• _What this exercise asks_:
[A] In the profile of Kareem Shamma, how far is Qiddiya from the center of the capital?
[B] Pick up the profile of Kareem Shamma after its final sentence and continue it.

• _Text_:
Kareem Shamma has recently been appointed as the chief development officer of the entertainment, sports and cultural destination of the Qiddiya Investment Co. (QIC).

Qiddiya, which is due to open by the end of 2022, is expected to be the world’s largest entertainment city by 2030. It is located around 40 km from the center of the capital.

Shamma has spent decades working in the Gulf Cooperation Council states, with periods in Bahrain and the UAE, as well as in the UK. He started his professional life in Saudi Arabia, where he spent several years as an engineer working on Riyadh’s ring road network, including the construction of a number of its bridges and underpasses.

Shamma was the CEO of Bawabat Al-Shamal Real Estate Co. WLL (BASREC) in Qatar for seven years, between 2012 and 2019. He was responsible for delivering one of the region’s largest entertainment, hospitality and retail projects at the time.

• _Given information_:
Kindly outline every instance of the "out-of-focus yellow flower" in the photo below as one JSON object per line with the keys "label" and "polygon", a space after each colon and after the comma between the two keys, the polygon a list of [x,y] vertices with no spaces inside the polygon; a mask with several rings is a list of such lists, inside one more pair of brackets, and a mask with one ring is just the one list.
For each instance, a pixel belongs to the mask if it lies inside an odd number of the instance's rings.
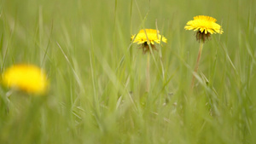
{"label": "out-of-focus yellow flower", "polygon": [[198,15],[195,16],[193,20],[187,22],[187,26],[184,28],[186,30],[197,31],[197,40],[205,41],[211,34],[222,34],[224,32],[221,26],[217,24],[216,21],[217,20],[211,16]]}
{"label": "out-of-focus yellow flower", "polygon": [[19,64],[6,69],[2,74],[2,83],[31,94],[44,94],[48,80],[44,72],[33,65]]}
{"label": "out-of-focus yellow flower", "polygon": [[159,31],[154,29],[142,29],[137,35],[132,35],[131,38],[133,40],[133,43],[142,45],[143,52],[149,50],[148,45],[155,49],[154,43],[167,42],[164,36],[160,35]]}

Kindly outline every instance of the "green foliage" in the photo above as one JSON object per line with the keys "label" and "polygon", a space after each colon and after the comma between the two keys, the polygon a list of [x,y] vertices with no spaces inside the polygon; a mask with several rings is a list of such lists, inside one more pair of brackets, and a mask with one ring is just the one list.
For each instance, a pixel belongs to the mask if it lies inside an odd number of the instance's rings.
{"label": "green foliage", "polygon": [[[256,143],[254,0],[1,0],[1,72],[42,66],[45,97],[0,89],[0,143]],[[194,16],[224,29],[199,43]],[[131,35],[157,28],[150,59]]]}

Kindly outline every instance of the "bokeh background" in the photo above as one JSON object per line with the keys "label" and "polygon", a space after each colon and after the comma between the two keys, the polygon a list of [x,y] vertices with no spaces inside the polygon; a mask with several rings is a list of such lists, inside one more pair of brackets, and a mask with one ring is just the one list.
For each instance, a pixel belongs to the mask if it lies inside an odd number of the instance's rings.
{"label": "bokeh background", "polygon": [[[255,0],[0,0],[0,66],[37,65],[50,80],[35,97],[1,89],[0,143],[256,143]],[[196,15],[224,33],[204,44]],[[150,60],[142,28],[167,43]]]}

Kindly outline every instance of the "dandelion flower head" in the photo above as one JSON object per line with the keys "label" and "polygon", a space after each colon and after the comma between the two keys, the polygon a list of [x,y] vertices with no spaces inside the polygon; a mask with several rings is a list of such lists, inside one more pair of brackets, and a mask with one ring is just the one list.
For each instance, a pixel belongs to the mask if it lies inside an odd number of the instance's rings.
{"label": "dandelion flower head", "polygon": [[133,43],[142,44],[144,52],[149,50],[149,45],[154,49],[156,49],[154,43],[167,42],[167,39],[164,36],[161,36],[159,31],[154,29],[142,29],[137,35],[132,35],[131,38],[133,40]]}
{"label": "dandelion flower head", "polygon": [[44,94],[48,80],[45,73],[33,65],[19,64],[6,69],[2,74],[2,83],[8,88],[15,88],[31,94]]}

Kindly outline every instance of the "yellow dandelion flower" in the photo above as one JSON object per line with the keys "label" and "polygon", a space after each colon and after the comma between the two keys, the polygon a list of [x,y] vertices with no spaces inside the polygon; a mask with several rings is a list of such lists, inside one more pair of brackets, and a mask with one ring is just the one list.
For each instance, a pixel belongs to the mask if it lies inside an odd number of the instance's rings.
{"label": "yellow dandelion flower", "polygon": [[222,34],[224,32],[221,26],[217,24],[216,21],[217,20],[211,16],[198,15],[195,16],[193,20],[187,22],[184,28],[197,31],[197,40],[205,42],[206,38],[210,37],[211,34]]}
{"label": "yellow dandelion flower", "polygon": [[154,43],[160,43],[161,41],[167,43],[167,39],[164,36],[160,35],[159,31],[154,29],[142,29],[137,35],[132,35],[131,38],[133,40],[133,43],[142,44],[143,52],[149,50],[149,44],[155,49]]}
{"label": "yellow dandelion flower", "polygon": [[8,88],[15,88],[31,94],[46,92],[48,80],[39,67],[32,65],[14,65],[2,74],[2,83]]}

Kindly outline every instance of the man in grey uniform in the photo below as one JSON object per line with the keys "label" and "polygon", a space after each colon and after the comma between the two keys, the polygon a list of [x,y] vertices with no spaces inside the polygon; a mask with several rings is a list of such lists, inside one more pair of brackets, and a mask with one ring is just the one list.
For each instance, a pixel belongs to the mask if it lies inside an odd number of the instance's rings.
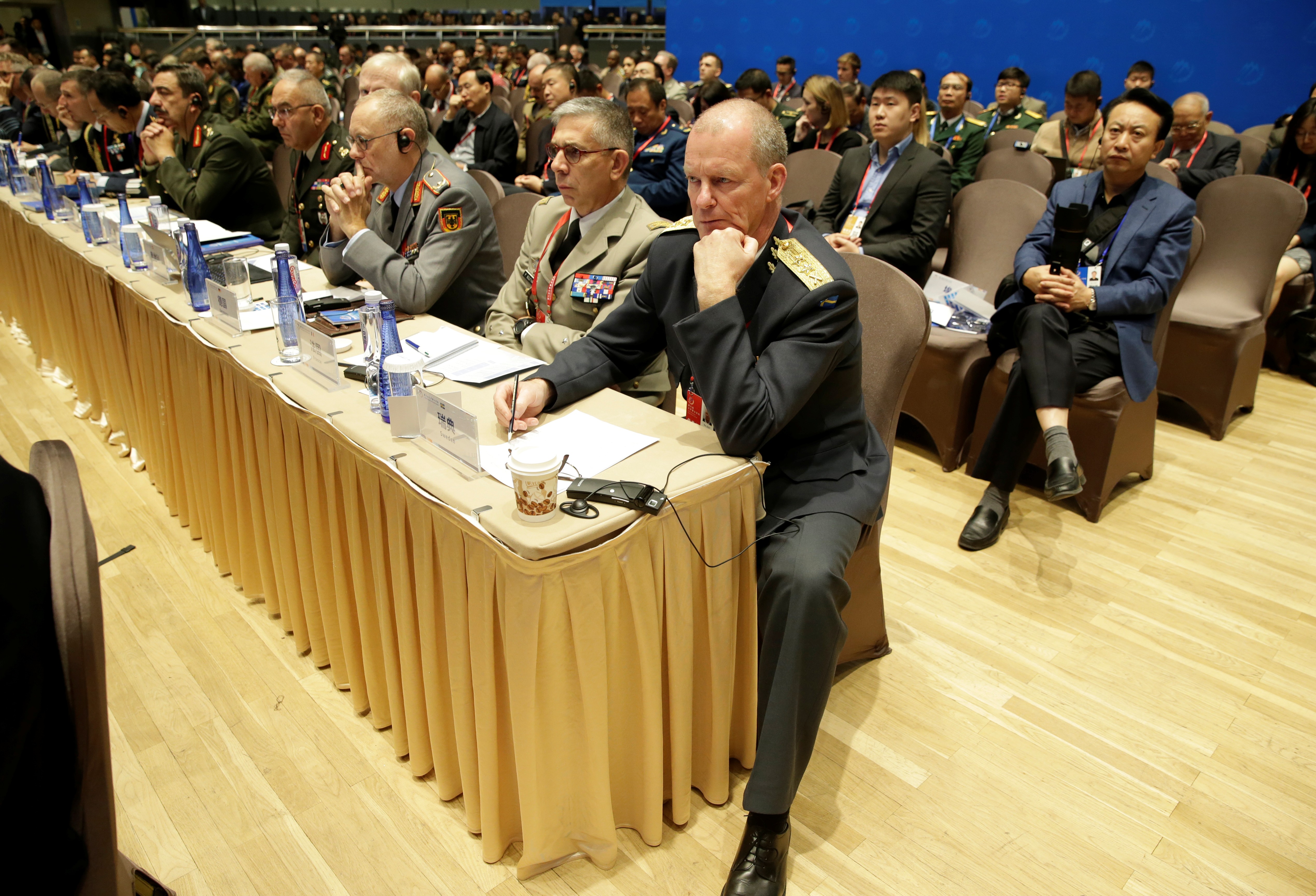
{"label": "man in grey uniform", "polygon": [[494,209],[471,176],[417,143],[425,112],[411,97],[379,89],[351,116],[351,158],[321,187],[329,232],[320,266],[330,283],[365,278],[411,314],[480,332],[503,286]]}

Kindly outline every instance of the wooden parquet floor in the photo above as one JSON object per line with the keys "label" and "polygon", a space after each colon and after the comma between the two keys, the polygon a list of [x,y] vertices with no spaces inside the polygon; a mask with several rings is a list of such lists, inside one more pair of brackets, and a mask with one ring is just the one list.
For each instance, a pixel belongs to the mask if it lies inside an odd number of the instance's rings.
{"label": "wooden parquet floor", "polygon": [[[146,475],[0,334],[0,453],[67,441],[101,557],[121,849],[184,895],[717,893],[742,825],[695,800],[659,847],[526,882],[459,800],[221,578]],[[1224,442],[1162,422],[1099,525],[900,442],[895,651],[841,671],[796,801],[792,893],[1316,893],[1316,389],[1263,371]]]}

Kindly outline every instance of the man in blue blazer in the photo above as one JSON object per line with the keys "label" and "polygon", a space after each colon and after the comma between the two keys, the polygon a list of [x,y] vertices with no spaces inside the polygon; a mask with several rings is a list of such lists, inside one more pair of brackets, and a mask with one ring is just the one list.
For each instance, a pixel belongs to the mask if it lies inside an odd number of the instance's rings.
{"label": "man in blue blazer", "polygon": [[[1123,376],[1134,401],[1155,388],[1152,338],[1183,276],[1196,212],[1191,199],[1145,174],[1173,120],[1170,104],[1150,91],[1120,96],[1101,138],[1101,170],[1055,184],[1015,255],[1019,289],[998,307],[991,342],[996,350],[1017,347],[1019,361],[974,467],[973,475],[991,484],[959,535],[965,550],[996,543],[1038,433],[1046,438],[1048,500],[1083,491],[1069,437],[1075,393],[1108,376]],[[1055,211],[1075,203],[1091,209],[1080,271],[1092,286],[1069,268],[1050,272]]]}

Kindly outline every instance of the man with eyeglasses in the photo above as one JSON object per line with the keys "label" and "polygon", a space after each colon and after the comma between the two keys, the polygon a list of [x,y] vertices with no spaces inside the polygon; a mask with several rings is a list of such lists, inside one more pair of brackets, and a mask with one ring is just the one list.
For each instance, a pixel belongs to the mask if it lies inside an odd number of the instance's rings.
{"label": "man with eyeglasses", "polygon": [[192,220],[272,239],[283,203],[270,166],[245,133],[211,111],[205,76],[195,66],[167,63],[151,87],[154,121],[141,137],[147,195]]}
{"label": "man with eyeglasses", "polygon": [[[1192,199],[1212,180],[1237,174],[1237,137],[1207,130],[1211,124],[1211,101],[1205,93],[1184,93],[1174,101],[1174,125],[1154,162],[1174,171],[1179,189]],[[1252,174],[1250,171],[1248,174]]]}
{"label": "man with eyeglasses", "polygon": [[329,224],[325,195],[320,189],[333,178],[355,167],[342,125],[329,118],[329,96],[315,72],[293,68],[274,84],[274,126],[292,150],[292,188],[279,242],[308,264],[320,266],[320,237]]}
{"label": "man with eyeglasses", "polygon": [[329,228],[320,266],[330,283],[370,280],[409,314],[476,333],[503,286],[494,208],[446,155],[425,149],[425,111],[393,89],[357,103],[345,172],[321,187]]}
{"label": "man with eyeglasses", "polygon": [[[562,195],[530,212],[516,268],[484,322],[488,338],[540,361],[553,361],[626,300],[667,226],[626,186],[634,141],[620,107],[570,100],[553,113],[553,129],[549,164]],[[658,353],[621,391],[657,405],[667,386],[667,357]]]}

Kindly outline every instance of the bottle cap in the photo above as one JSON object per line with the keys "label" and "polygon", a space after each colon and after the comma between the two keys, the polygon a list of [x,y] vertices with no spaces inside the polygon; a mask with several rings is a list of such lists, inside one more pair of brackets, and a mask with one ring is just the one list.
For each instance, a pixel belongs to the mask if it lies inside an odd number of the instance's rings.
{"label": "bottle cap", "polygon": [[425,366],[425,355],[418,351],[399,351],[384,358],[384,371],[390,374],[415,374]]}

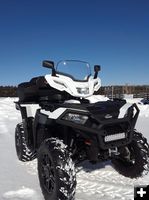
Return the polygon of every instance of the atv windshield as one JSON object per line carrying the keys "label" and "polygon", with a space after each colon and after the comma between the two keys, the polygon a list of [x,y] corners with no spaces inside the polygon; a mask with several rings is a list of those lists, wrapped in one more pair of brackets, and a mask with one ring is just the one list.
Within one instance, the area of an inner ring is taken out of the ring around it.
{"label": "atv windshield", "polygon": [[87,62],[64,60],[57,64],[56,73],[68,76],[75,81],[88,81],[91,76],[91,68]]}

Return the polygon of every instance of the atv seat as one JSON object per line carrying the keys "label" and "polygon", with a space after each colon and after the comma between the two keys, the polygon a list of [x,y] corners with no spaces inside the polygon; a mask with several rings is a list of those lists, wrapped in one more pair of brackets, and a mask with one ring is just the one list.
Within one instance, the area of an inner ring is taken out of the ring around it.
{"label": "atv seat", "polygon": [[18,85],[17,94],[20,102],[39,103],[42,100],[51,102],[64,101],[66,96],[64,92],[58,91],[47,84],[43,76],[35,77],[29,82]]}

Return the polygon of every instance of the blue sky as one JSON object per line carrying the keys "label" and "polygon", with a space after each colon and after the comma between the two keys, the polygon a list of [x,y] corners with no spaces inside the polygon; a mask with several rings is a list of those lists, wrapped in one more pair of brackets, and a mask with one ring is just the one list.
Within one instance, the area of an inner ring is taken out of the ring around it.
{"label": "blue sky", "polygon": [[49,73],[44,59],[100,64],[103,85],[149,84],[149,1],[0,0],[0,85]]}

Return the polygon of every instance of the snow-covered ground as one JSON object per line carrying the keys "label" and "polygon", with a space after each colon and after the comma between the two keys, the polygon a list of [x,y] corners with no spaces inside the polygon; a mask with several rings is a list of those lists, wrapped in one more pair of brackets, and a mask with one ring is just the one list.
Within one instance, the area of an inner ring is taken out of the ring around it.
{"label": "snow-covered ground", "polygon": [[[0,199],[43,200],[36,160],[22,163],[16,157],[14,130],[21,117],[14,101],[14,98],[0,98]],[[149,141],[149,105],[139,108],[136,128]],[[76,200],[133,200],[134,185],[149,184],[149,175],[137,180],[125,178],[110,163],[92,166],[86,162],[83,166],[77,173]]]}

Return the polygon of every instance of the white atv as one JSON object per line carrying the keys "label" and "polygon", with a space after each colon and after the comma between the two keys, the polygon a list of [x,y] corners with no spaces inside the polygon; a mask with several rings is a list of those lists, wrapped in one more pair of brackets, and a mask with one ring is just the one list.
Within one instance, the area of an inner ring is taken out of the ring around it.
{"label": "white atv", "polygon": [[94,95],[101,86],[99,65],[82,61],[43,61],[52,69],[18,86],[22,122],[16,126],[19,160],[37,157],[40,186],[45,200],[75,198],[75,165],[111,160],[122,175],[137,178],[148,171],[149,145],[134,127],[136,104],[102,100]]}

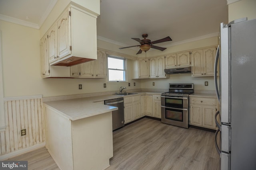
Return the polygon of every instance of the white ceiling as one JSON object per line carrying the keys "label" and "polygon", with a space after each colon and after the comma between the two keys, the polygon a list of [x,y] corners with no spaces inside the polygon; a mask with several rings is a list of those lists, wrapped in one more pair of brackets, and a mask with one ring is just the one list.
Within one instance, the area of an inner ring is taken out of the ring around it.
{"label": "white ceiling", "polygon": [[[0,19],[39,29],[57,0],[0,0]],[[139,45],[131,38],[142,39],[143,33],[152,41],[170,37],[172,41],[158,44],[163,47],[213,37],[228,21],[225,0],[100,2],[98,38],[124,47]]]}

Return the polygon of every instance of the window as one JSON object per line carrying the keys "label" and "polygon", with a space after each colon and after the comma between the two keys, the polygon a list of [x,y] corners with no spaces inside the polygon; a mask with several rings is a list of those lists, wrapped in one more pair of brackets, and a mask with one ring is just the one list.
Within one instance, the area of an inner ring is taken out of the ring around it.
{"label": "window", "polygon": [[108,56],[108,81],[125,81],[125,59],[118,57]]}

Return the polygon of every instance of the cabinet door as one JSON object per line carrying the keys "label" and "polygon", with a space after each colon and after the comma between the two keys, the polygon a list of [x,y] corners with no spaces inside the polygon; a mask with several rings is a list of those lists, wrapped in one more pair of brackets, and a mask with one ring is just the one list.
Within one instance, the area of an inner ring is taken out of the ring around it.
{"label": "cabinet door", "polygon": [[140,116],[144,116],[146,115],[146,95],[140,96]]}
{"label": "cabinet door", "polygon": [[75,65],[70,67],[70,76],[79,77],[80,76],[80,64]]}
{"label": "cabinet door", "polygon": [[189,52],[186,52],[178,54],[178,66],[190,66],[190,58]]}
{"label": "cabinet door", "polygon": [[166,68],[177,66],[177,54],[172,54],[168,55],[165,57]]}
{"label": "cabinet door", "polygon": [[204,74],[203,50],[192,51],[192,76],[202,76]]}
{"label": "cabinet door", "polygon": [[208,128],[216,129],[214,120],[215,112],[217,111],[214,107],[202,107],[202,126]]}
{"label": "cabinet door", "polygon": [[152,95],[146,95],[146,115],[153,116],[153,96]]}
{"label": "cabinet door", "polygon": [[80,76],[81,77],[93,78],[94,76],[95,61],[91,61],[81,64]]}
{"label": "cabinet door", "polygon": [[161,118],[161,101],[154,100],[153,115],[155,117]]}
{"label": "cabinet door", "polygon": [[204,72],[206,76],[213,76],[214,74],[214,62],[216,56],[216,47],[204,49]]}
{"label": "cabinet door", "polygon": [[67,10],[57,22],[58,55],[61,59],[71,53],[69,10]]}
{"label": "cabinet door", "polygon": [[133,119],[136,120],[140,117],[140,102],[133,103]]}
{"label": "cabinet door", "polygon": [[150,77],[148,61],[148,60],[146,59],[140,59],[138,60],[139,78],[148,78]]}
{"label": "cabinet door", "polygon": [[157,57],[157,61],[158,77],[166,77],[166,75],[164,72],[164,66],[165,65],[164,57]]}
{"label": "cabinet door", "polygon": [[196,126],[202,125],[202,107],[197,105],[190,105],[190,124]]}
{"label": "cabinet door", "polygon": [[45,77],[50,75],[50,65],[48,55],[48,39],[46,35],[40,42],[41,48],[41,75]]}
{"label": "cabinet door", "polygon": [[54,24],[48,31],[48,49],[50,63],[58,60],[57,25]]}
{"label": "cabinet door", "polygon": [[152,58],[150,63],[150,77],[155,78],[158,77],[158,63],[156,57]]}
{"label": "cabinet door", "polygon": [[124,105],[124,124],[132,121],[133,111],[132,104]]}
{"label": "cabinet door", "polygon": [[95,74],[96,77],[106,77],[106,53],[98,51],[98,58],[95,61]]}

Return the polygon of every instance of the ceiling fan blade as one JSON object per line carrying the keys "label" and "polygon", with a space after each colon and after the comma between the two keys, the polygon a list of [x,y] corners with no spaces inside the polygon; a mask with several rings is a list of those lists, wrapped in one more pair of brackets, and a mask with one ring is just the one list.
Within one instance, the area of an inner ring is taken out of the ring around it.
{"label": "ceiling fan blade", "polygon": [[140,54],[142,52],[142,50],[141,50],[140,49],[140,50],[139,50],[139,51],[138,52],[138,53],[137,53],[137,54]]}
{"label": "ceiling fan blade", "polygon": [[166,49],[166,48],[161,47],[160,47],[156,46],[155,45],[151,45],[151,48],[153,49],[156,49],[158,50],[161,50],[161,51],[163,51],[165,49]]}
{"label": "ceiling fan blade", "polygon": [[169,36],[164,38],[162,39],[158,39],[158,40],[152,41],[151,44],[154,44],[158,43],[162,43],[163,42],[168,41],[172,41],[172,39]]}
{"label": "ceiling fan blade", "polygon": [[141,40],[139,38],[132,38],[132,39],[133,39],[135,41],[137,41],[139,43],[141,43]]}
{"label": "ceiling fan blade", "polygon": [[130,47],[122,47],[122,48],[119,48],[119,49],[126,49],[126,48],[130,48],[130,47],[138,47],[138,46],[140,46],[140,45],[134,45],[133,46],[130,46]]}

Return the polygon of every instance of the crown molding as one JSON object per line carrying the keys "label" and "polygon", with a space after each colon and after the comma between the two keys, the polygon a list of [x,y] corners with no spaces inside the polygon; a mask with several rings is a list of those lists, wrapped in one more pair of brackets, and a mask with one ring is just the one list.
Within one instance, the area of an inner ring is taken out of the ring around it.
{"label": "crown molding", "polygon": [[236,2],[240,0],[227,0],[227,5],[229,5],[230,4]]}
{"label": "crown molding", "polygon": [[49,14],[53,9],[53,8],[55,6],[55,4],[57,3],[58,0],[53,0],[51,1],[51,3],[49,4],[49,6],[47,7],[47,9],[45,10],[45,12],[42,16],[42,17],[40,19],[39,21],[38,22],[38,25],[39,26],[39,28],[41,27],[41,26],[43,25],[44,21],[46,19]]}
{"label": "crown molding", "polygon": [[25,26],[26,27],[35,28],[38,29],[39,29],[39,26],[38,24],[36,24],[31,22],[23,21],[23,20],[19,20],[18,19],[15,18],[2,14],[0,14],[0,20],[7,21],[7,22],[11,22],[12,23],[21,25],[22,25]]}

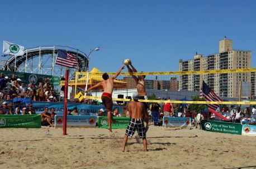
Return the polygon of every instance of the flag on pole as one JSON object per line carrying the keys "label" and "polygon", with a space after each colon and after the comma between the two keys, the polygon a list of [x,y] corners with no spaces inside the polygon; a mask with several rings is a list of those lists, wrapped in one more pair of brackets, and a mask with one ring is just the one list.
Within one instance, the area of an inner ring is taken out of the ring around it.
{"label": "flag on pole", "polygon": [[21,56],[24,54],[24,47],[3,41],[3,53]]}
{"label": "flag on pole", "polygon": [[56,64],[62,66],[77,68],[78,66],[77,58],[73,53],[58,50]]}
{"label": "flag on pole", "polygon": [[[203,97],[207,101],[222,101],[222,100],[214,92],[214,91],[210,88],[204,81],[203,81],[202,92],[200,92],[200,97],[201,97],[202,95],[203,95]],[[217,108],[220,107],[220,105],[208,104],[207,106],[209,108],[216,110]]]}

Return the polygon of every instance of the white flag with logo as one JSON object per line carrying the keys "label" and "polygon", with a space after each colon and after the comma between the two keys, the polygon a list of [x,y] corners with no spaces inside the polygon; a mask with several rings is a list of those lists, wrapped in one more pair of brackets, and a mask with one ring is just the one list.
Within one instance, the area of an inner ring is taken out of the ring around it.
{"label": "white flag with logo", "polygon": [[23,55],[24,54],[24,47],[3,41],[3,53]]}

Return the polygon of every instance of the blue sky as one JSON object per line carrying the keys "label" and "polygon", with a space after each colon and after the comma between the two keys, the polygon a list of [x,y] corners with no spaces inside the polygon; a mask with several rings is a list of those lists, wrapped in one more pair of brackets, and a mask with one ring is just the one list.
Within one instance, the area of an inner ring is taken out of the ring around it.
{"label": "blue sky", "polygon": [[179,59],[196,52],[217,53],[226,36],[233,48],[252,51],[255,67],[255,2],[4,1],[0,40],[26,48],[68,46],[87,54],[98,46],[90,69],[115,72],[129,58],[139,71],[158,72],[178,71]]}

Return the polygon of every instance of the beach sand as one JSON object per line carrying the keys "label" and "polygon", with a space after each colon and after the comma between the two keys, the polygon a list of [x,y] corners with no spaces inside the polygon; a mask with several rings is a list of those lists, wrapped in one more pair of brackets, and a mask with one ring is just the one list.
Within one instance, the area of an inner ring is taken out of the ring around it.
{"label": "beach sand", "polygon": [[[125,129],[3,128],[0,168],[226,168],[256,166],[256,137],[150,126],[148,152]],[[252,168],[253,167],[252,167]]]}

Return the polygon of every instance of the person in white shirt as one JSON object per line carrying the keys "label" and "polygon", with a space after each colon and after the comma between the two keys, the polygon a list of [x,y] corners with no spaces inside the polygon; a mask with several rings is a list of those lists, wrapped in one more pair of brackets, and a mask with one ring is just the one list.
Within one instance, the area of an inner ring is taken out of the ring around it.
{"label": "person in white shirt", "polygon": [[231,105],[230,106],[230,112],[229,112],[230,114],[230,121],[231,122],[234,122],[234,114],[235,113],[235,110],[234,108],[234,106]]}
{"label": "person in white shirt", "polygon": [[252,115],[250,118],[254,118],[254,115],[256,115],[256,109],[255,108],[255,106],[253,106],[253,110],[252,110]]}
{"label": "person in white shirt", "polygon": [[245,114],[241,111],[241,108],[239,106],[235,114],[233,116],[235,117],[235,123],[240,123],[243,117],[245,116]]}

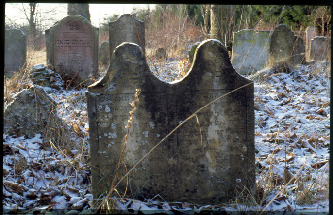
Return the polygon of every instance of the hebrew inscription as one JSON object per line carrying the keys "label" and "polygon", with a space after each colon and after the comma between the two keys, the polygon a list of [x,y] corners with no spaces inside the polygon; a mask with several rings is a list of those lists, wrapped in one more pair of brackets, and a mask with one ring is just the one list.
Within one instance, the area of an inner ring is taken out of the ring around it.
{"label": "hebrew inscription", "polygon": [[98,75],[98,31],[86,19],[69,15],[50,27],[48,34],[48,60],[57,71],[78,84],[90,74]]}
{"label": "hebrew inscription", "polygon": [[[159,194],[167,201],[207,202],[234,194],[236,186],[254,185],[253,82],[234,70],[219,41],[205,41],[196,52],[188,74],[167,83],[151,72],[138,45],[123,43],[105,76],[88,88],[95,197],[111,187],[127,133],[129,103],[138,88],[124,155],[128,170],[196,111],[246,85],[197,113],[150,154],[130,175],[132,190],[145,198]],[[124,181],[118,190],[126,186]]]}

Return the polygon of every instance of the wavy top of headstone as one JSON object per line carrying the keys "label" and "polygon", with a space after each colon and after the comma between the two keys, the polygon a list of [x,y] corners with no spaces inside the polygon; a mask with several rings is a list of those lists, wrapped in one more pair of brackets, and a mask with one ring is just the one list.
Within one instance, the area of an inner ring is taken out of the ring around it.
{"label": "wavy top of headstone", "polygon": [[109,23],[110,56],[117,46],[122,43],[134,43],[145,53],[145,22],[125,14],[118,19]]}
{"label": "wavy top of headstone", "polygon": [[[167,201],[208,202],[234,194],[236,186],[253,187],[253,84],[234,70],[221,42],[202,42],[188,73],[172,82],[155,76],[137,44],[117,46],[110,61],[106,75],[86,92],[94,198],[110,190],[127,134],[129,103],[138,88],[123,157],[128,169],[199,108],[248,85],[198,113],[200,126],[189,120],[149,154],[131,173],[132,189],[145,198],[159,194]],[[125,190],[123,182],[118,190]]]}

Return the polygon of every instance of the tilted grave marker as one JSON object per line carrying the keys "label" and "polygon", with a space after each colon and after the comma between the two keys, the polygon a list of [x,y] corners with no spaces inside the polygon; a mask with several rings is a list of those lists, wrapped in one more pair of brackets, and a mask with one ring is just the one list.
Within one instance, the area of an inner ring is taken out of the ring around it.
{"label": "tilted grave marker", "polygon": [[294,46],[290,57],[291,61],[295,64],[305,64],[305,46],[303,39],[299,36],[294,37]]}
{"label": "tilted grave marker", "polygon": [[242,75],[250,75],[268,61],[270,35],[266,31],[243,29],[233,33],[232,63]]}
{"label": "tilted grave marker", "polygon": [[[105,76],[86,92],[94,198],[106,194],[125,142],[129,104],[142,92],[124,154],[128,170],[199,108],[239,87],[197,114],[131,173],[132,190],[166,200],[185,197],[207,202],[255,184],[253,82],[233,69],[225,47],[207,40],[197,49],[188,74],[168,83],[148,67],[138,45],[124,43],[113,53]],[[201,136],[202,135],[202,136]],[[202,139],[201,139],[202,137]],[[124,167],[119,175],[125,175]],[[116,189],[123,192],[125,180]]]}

• _Activity answers_:
[A] Around 40 km.

[B]
He was regional director of URS Scott Wilson in Bahrain for two years between 2009 and 2011. He also worked for other companies in Bahrain. Shamma holds a bachelor’s degree in civil engineering and a master’s in concrete structures from Imperial College London.

“I spent my early career in the Kingdom developing key infrastructure, as the capital city grew and the Kingdom developed. To come back a second time and work on this extraordinary project is a chance of a lifetime,” Shamma said of his new role.

Qiddiya’s chief administration officer, Abdul Aziz Al-Remaihi, said: “We welcome Kareem back to Riyadh. He has a wealth of experience that will help us to create the capital of entertainment, sports and the arts here in the Kingdom.”